§ Exercise details: Rewrite the rows below, changing each "marker" to "pin" and leaving everything else as it is.
----
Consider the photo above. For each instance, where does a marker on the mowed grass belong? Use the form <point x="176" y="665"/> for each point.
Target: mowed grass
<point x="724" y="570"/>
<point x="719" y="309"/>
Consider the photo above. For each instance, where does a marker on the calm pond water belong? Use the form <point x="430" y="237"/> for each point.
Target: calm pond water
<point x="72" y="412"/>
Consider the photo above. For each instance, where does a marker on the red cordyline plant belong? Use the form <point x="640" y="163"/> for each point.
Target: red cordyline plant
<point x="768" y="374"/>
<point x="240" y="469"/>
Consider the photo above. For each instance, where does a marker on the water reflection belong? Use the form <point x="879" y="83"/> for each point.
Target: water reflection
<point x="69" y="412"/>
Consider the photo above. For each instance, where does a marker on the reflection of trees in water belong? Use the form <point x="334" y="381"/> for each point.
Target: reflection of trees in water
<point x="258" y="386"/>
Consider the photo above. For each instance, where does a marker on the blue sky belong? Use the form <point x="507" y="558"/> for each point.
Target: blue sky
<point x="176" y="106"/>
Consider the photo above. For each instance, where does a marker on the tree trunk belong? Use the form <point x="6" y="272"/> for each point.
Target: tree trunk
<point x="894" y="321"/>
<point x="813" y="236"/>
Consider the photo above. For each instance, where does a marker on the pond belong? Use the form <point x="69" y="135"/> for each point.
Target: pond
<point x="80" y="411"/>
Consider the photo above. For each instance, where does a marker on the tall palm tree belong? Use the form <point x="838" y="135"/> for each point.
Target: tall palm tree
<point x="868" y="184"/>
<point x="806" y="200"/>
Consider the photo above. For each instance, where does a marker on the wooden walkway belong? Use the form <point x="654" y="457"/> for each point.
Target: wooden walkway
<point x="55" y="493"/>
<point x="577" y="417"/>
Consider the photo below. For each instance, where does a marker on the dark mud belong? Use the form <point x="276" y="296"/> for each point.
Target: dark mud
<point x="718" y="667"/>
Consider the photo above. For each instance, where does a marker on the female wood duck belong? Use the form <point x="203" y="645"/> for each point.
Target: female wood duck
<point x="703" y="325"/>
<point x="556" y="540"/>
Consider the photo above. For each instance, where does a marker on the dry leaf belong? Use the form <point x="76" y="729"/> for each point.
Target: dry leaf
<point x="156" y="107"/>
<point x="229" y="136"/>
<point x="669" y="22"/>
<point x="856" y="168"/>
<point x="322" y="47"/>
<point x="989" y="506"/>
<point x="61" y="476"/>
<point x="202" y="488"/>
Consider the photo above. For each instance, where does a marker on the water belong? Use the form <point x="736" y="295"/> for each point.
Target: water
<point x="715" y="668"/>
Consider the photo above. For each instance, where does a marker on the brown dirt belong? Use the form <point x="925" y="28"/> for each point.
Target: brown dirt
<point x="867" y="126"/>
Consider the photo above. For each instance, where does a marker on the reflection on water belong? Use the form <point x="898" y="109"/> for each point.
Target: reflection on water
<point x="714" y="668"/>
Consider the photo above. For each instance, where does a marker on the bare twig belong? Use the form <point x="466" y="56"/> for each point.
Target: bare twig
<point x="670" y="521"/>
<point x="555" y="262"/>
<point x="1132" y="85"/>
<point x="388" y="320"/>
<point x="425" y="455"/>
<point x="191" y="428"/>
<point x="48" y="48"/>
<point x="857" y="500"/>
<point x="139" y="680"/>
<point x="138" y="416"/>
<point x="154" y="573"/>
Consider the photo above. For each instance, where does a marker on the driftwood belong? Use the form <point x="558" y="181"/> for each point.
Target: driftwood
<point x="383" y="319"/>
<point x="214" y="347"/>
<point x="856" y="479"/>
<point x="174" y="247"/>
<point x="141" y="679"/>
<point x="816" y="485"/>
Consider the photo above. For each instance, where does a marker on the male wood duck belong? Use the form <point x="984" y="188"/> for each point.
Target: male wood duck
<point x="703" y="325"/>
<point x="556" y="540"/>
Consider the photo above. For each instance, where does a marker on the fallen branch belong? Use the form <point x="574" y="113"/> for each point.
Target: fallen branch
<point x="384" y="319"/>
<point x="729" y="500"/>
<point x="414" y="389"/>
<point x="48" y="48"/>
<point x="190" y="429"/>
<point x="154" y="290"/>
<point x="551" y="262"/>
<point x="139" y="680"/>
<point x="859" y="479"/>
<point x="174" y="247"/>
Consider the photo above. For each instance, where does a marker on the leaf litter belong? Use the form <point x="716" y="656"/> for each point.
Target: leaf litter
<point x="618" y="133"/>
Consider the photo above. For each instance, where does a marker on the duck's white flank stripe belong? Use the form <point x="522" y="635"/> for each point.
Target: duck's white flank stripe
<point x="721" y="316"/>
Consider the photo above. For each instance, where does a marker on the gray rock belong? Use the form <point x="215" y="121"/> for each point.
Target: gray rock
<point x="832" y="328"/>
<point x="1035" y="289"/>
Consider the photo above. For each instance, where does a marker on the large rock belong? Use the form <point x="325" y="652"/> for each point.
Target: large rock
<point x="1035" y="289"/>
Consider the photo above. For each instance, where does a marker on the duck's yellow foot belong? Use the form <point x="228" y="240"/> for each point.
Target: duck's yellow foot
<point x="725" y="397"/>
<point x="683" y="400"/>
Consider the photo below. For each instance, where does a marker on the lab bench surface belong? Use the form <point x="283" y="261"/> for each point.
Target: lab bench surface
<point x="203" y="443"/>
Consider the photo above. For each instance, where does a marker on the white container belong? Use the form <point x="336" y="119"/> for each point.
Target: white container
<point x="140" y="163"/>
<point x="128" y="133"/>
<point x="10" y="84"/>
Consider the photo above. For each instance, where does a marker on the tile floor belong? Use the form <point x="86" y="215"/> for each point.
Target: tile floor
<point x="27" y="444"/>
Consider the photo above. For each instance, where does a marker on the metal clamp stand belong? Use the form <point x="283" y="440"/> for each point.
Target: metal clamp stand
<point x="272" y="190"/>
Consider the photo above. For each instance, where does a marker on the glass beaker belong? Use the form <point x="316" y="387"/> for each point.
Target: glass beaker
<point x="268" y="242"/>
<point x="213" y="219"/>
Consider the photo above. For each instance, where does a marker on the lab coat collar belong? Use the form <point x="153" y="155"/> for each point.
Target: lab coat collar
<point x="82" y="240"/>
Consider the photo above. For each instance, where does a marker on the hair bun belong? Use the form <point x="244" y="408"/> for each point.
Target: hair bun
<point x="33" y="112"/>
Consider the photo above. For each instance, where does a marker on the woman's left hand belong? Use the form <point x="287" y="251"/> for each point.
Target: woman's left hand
----
§ Solution to the problem:
Consider the photo above. For each instance, where does a pin on the mowed grass belong? Use the form <point x="176" y="665"/> for each point.
Target: mowed grass
<point x="724" y="570"/>
<point x="719" y="309"/>
Consider the photo above. For each instance, where does a pin on the calm pond water belong? Use the form <point x="430" y="237"/> for each point.
Target: calm pond water
<point x="72" y="412"/>
Consider the photo above. For each instance, where does a pin on the red cordyline plant belong? Use the form <point x="640" y="163"/> for each point.
Target: red cordyline plant
<point x="768" y="374"/>
<point x="240" y="469"/>
Consider the photo above. For each instance, where does a pin on the water reflection belong? Use the form <point x="879" y="83"/> for each point.
Target: water reflection
<point x="69" y="412"/>
Consider the photo above. For each instance, where does a pin on the reflection of trees in water belong? Use the form <point x="334" y="381"/> for each point.
Target: reflection of trees in water
<point x="258" y="386"/>
Consider the photo above. For each instance, where does a pin on the blue sky belong? Use the form <point x="507" y="558"/> for each point.
Target: blue sky
<point x="176" y="106"/>
Consider the photo above. For each instance, where does a pin on the tree trunk belong? Use the form <point x="6" y="272"/> for each point.
Target: tree trunk
<point x="894" y="321"/>
<point x="813" y="236"/>
Consider the photo above. For each instance, where does a pin on the pond belong? Use the form <point x="69" y="135"/> for each point.
Target: pond
<point x="80" y="411"/>
Consider the photo above. For each instance, where does a pin on the tall palm tree belong? Use the form <point x="838" y="135"/> for each point.
Target: tall palm tree
<point x="868" y="184"/>
<point x="806" y="200"/>
Consider the photo above. For each instance, where does a pin on the wooden walkway belong? Use the form <point x="654" y="457"/> for each point.
Target: wooden walkway
<point x="55" y="493"/>
<point x="577" y="417"/>
Consider the photo below. For each instance, where does a pin on the dark mud belong? Use the form <point x="276" y="296"/> for each point.
Target: dark mud
<point x="718" y="667"/>
Consider the photo above. For each instance, where does a pin on the female wood duck belong? Use the form <point x="203" y="645"/> for each point.
Target: female wood duck
<point x="703" y="325"/>
<point x="556" y="540"/>
Consider the photo above. For each instance, where does a pin on the dry leaf belong? Use the form <point x="76" y="729"/> for each point.
Target: dry leaf
<point x="156" y="107"/>
<point x="229" y="136"/>
<point x="669" y="22"/>
<point x="856" y="168"/>
<point x="322" y="47"/>
<point x="989" y="506"/>
<point x="61" y="476"/>
<point x="202" y="488"/>
Consider the photo above. For each instance, where does a pin on the water belong? Use the form <point x="736" y="295"/> for each point.
Target: water
<point x="715" y="668"/>
Consider the photo above. For each instance, where does a pin on the brown dirt belong? Use the form <point x="925" y="28"/> for each point.
Target: brown dirt
<point x="867" y="126"/>
Consider the photo above. For each instance, where does a pin on the reflection on water belong? Use the form <point x="898" y="109"/> for each point.
Target: reflection on water
<point x="714" y="668"/>
Consider the photo above. For each instance, where does a pin on the bare twig belong? Use the form <point x="466" y="56"/> for each point.
Target: bare twig
<point x="670" y="521"/>
<point x="555" y="262"/>
<point x="1132" y="85"/>
<point x="388" y="320"/>
<point x="425" y="455"/>
<point x="191" y="428"/>
<point x="48" y="48"/>
<point x="857" y="500"/>
<point x="139" y="680"/>
<point x="138" y="416"/>
<point x="154" y="573"/>
Consider the photo above. For each instance, where does a pin on the driftwood belong? Use the form <point x="558" y="181"/> for each point.
Target: driftwood
<point x="383" y="319"/>
<point x="214" y="347"/>
<point x="856" y="479"/>
<point x="174" y="247"/>
<point x="141" y="679"/>
<point x="816" y="485"/>
Consider the photo above. For each instance, where does a pin on the male wood duck belong? Use the form <point x="984" y="188"/> for each point.
Target: male wood duck
<point x="703" y="325"/>
<point x="556" y="540"/>
Consider the photo above. For each instance, where does a pin on the fallen branch belong? Use the form <point x="574" y="113"/> for each point.
Target: fallen branch
<point x="384" y="319"/>
<point x="729" y="500"/>
<point x="414" y="389"/>
<point x="48" y="48"/>
<point x="190" y="429"/>
<point x="154" y="290"/>
<point x="551" y="262"/>
<point x="139" y="680"/>
<point x="859" y="479"/>
<point x="174" y="247"/>
Consider the photo above. For each instance, where does a pin on the leaf litter belong? Use the form <point x="716" y="656"/> for each point.
Target: leaf litter
<point x="618" y="133"/>
Consider the photo above. For each instance, where does a pin on the duck's white flank stripe belong? Use the form <point x="522" y="635"/> for each point.
Target: duck's white flank stripe
<point x="721" y="316"/>
Consider the photo above. For each instance, where does a pin on the gray rock belong? Use the form <point x="215" y="121"/> for each point.
Target: gray rock
<point x="832" y="328"/>
<point x="1035" y="289"/>
Consider the photo above. For each instance, where does a pin on the large rock belong? Use the form <point x="325" y="652"/> for each point.
Target: large rock
<point x="1035" y="289"/>
Consider the photo above. For each instance, where does a pin on the duck's yellow foot belong? Use the form <point x="228" y="240"/> for each point.
Target: duck's yellow foot
<point x="725" y="397"/>
<point x="683" y="400"/>
Consider the photo below. For each instance, where does a pin on the lab bench surface belong? Use the form <point x="283" y="261"/> for each point.
Target: lab bench surface
<point x="203" y="443"/>
Consider the photo above. For each instance, where does a pin on the white container belong? Use the form <point x="336" y="119"/> for each point.
Target: white container
<point x="140" y="163"/>
<point x="128" y="133"/>
<point x="10" y="84"/>
Consider the photo above. For each instance, where does a pin on the tile floor belong? Use the form <point x="86" y="215"/> for each point.
Target: tile floor
<point x="27" y="444"/>
Consider the photo above. For each instance, where does a pin on the metal clamp stand belong? Use the form <point x="283" y="440"/> for each point.
Target: metal clamp stand
<point x="272" y="190"/>
Consider the photo above. For each instance, where does a pin on the glass beaker belong? Use the form <point x="316" y="387"/> for each point.
Target: glass beaker
<point x="268" y="242"/>
<point x="213" y="219"/>
Consider the photo above. For each instance, where does a pin on the lab coat collar belong? Use the form <point x="153" y="155"/> for each point.
Target: lab coat collar
<point x="82" y="240"/>
Consider the photo above. For each instance, where does a pin on the hair bun belong? Use the form <point x="244" y="408"/> for each point.
Target: hair bun
<point x="33" y="112"/>
Consider the photo above. For each instance, where does a pin on the woman's left hand belong? Use the form <point x="287" y="251"/> for each point.
Target: woman's left hand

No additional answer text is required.